### The tasks
- A) List every number that appears in the passage on carbs and fasting, whether written in figures or spelled out in words.
- B) Please output the passage on carbs and fasting word for word, starting with "With this style" and going on through "noon and 8 p.m.".

### Text

########

Note that I’m not saying “no-carb” or even “extremely low-carb,” though those strategies can be helpful for some people. For myself, I try to stay below 100 grams of carbs per day. And when my carbs get out of whack, it can take me a week or more to get them back under control.
Intermittent Fasting / Time Restricted Eating
I also used intermittent fasting, or time restricted eating, as part of my weight loss plan. Again, some believe this to be hooey and instead recommend eating six meals a day. That would never work for me, so I’ll explain what did and WHY it helped me.
With this style of eating, you eat all of your calories for the day in a specific window of time, such as eight hours. This worked well for me because I would simply skip breakfast, which is much easier to do when carbs are under control, then I would eat all of my food for the day between noon and 8 p.m.

########

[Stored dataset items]
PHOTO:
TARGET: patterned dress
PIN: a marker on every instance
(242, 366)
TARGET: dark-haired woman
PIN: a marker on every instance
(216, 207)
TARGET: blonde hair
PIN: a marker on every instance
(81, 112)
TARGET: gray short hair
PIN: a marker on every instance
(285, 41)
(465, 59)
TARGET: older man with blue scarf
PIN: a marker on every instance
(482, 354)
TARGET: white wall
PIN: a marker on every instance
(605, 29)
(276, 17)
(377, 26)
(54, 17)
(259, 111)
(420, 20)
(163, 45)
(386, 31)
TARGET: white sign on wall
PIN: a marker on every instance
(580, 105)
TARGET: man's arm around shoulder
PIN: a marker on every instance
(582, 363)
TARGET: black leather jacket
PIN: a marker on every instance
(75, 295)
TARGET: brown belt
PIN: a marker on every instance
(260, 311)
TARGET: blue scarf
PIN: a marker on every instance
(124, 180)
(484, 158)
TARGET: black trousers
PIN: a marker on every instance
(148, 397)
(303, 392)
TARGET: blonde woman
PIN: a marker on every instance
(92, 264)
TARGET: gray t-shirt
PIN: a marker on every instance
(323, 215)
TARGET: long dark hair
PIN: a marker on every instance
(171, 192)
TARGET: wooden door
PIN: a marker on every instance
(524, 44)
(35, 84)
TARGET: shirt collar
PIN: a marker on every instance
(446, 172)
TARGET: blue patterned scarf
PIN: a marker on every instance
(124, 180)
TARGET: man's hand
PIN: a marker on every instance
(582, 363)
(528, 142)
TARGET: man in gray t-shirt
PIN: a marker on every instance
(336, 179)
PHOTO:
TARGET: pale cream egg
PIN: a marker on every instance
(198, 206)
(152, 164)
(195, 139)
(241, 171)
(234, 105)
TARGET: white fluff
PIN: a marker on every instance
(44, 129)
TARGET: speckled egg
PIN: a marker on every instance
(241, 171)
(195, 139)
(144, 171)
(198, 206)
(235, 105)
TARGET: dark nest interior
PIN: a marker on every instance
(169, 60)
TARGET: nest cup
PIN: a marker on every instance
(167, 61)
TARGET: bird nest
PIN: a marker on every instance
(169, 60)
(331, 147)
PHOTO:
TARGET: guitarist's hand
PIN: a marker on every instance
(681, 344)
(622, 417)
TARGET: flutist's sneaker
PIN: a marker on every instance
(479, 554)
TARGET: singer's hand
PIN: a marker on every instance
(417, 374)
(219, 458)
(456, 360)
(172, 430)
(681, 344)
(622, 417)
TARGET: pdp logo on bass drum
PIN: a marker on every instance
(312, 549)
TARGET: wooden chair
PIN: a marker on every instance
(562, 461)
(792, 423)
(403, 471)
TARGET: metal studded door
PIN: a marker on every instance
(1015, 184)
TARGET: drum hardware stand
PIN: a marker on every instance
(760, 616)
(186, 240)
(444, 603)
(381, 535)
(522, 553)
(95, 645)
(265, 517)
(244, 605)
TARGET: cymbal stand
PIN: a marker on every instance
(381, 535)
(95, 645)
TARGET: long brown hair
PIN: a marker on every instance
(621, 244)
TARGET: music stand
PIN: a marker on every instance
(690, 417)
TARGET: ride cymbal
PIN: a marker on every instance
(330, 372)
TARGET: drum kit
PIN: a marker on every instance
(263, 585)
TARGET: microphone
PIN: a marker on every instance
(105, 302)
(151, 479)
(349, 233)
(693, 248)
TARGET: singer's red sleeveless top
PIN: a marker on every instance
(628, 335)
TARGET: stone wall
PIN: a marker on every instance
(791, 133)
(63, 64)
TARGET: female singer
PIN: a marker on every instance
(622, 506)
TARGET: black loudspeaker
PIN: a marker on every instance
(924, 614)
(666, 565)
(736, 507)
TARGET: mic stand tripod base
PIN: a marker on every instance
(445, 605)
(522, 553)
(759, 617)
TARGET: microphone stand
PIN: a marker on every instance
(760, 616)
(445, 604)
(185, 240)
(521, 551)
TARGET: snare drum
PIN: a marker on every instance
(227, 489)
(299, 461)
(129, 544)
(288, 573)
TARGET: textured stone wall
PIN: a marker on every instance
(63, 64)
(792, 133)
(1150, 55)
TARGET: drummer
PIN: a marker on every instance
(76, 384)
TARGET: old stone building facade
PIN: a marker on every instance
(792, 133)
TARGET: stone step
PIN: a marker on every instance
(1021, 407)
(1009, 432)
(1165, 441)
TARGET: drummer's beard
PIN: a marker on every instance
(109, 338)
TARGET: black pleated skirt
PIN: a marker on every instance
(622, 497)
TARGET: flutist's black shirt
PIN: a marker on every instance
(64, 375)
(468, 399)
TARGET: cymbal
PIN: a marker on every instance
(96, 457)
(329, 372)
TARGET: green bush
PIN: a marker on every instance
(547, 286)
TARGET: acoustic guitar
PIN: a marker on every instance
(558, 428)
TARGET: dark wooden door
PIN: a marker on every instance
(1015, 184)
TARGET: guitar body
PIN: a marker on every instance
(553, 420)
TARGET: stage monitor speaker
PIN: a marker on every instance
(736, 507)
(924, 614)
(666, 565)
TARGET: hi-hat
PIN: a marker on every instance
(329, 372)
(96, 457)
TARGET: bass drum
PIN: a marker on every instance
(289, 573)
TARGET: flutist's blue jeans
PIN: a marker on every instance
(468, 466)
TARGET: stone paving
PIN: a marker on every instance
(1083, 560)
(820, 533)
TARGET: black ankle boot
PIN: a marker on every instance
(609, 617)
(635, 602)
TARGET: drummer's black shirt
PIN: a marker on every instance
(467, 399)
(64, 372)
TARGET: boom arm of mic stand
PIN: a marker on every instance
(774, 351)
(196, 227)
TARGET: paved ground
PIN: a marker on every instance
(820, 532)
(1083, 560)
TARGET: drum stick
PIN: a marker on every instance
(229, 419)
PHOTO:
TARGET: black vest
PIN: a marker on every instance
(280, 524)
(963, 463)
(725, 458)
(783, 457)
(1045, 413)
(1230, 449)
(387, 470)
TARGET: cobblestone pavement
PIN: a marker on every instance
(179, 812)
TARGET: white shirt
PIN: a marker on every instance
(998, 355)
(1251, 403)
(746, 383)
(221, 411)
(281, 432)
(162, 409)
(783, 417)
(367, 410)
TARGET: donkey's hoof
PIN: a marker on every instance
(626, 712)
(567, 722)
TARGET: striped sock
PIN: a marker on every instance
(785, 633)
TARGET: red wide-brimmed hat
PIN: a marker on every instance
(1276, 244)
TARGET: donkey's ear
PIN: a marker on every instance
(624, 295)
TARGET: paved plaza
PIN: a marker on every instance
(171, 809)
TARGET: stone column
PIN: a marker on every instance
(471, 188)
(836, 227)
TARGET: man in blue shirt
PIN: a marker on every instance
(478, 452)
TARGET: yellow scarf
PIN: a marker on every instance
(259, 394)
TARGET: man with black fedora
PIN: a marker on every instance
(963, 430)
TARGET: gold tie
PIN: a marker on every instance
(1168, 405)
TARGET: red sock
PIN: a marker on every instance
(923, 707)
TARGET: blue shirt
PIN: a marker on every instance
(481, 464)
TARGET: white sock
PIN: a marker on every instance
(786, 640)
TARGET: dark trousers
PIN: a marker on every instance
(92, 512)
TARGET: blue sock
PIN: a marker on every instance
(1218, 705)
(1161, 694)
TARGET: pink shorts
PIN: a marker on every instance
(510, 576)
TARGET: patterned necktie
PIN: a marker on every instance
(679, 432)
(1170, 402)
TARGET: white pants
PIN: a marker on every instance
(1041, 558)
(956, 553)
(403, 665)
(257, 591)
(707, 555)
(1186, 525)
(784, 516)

########

### Exercise answers
- A) 100, six, eight, 8

- B)
With this style of eating, you eat all of your calories for the day in a specific window of time, such as eight hours. This worked well for me because I would simply skip breakfast, which is much easier to do when carbs are under control, then I would eat all of my food for the day between noon and 8 p.m.